== ASSIGNMENT ==
From the records below, transcribe only the lines running from the one with "Target: black and white plaid pattern" through the one with "Target: grass lawn". Keep both of those end lines.

--- START ---

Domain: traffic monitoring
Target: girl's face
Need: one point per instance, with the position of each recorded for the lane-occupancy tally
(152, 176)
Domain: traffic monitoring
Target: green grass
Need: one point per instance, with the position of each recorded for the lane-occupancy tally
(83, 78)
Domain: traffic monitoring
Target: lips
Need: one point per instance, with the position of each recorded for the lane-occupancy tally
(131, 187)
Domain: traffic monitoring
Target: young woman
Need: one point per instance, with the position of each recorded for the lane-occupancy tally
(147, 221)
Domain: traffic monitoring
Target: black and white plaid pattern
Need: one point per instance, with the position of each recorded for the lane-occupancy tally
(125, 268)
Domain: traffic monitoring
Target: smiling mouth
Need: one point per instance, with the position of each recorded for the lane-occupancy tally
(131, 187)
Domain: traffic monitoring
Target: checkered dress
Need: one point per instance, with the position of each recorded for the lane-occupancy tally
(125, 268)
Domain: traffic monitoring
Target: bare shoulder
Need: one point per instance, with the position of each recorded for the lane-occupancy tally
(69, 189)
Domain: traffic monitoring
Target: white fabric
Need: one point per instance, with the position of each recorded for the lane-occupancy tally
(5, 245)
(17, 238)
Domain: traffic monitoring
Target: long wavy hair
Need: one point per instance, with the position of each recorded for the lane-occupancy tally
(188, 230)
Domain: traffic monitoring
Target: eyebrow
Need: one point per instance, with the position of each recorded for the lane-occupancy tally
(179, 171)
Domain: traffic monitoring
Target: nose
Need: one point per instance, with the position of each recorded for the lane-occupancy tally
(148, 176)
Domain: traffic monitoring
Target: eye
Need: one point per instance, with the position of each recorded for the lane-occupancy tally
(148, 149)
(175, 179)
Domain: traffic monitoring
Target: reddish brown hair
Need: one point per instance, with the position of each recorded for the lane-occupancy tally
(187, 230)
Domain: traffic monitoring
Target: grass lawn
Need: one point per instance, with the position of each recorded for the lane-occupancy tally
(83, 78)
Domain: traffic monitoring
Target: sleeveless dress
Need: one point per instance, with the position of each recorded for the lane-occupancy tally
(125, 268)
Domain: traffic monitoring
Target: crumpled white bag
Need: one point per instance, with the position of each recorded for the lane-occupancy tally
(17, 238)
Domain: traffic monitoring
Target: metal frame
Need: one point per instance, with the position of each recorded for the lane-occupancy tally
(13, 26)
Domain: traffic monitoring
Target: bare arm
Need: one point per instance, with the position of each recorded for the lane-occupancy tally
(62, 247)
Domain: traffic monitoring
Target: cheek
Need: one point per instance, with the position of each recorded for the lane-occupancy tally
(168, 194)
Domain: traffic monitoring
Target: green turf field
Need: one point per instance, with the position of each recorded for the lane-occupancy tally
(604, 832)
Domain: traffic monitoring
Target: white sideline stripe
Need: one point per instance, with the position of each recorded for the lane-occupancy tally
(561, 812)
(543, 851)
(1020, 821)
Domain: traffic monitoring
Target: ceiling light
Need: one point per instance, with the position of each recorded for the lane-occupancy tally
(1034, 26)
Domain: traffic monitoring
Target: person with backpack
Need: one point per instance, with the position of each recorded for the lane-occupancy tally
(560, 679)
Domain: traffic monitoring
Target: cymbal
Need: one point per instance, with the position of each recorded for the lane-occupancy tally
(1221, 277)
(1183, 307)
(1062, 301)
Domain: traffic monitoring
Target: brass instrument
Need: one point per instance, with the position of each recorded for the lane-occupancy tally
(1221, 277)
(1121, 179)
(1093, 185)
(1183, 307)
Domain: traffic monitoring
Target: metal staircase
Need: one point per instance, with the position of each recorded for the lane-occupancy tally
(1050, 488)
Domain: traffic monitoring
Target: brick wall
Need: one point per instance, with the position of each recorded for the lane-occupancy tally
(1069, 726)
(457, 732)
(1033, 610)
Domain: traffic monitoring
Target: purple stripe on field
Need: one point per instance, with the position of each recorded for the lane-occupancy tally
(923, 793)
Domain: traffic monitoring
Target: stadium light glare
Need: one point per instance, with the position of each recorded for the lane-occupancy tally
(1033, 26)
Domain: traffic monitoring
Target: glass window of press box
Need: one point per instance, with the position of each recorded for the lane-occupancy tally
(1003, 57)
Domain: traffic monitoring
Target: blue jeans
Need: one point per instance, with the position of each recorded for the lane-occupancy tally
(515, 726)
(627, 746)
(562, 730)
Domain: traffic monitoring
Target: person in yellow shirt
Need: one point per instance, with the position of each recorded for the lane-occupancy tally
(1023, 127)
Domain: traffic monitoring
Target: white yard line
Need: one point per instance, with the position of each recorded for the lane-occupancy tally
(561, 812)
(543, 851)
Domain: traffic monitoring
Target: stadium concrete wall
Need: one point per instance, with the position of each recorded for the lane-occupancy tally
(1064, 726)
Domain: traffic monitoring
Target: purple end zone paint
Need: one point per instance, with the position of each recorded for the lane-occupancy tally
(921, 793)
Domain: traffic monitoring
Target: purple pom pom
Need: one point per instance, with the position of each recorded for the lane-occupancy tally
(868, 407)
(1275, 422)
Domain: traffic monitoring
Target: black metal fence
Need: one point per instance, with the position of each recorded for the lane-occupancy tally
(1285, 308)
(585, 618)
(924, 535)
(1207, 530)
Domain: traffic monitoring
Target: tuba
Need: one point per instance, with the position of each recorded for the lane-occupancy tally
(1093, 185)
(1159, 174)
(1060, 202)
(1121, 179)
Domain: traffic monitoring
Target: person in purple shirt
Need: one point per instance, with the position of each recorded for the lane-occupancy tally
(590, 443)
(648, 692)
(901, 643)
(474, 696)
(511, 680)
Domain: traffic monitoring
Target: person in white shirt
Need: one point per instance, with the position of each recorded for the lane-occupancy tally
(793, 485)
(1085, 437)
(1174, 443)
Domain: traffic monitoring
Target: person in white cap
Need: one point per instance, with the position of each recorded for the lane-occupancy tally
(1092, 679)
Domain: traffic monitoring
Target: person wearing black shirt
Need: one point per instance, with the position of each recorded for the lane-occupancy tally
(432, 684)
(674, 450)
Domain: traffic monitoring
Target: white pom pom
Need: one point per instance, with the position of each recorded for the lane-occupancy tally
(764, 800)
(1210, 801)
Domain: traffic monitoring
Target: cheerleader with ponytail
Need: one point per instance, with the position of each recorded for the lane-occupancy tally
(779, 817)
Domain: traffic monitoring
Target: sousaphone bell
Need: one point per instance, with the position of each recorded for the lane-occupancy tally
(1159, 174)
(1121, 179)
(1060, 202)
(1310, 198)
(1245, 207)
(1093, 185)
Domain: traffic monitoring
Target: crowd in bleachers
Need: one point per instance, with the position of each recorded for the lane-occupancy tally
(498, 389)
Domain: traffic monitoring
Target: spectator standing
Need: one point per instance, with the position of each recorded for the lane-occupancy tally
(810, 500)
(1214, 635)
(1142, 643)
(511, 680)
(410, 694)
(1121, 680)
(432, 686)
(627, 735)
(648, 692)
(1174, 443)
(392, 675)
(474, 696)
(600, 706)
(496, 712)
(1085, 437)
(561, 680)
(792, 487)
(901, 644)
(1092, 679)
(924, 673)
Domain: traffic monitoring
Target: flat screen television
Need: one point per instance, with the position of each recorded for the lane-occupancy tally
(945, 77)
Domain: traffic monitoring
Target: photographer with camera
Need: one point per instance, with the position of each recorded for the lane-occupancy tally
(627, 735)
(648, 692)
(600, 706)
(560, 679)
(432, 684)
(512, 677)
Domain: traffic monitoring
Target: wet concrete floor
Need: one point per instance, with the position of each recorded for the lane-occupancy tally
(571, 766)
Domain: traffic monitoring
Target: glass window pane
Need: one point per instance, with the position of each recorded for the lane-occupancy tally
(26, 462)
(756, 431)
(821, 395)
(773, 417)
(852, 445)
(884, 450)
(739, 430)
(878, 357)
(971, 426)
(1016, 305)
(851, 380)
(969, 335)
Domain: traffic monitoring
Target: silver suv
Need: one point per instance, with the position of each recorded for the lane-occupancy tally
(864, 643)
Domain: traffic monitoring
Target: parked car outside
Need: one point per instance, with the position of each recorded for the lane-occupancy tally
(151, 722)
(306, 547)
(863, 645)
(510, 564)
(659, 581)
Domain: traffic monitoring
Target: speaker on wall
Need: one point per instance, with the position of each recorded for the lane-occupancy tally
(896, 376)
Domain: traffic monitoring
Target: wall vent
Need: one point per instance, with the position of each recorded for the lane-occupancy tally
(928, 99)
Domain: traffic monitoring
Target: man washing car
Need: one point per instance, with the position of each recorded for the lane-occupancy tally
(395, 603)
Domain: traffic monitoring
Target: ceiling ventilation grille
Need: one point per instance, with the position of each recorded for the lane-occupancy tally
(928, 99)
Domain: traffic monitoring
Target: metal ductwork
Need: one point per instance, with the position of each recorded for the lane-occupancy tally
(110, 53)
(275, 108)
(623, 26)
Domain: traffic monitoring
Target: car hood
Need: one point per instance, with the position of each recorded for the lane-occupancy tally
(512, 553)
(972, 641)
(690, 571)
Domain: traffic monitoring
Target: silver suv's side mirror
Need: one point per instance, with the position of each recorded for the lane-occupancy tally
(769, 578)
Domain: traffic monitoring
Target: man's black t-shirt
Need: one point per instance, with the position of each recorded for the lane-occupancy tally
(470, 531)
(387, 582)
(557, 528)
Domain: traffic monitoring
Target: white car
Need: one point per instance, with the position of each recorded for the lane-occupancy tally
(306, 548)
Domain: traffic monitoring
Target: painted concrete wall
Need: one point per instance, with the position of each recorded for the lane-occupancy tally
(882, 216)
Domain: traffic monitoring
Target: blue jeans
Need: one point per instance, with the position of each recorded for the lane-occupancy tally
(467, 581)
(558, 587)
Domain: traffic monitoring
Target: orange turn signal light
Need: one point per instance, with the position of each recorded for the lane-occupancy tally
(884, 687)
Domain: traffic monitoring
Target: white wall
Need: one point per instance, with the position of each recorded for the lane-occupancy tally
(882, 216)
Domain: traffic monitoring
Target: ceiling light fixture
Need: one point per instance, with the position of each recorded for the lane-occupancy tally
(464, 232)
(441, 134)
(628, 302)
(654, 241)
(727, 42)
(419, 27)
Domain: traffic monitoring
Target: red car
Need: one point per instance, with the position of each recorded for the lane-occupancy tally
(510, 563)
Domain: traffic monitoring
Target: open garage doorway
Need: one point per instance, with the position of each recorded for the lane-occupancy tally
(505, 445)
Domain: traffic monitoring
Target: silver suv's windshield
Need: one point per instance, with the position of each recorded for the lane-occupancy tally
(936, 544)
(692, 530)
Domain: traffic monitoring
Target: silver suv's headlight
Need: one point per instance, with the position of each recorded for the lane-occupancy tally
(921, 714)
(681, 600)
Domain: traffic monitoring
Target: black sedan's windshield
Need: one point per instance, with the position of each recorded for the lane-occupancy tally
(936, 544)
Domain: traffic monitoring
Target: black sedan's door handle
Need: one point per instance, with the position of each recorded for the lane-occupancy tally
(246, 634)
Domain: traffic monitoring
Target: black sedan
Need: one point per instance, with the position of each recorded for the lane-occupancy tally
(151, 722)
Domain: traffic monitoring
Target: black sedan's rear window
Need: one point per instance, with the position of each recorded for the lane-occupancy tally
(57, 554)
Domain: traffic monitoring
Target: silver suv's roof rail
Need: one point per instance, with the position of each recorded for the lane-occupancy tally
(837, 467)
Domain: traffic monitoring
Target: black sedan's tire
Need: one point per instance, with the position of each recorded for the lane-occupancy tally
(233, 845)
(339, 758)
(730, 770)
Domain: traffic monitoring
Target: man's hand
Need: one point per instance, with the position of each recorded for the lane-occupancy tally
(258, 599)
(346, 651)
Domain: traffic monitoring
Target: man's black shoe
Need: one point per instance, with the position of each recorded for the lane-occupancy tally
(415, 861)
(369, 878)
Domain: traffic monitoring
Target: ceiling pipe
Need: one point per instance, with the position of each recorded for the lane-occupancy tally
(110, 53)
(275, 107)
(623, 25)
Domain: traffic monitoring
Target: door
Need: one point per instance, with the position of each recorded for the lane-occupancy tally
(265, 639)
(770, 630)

--- END ---

== SOLUTION TO THIS EXERCISE ==
Target: black and white plaid pattern
Need: one point per instance, with the position of each recorded for the lane-occupancy tally
(125, 268)
Domain: traffic monitoring
Target: smiling mouth
Need: one point per instance, with the position of each recorded for the lane-occupancy tally
(131, 187)
Domain: traffic monitoring
Target: checkered dress
Need: one point per instance, with the position of each recorded for the lane-occupancy tally
(125, 268)
Domain: traffic monitoring
Target: bare shoulder
Need: one point per instance, with the position of each recorded for the lane-occupancy tally
(69, 189)
Domain: traffic monitoring
Target: white fabric
Need: one point per instance, with the position of each recorded for the lane-occupancy tally
(5, 245)
(17, 238)
Domain: traffic monitoring
Target: long wavy hair
Need: one point per instance, with the position of each recorded for the lane-occupancy tally
(188, 230)
Domain: traffic monitoring
Target: eyebrow
Need: one point per instance, with the position of each recorded for the lane-occupancy tally
(179, 171)
Domain: traffic monitoring
Target: nose
Need: one point per instance, with the position of each recorded for the lane-occupancy tally
(148, 176)
Domain: traffic monitoring
Target: eye
Need: one point per instance, with the position of each recorded for the lane-occupancy tally
(148, 149)
(175, 179)
Domain: traffic monitoring
Target: reddish brown hair
Need: one point per instance, with the position of each recorded for the lane-occupancy tally
(187, 230)
Domain: traffic monitoring
Target: grass lawn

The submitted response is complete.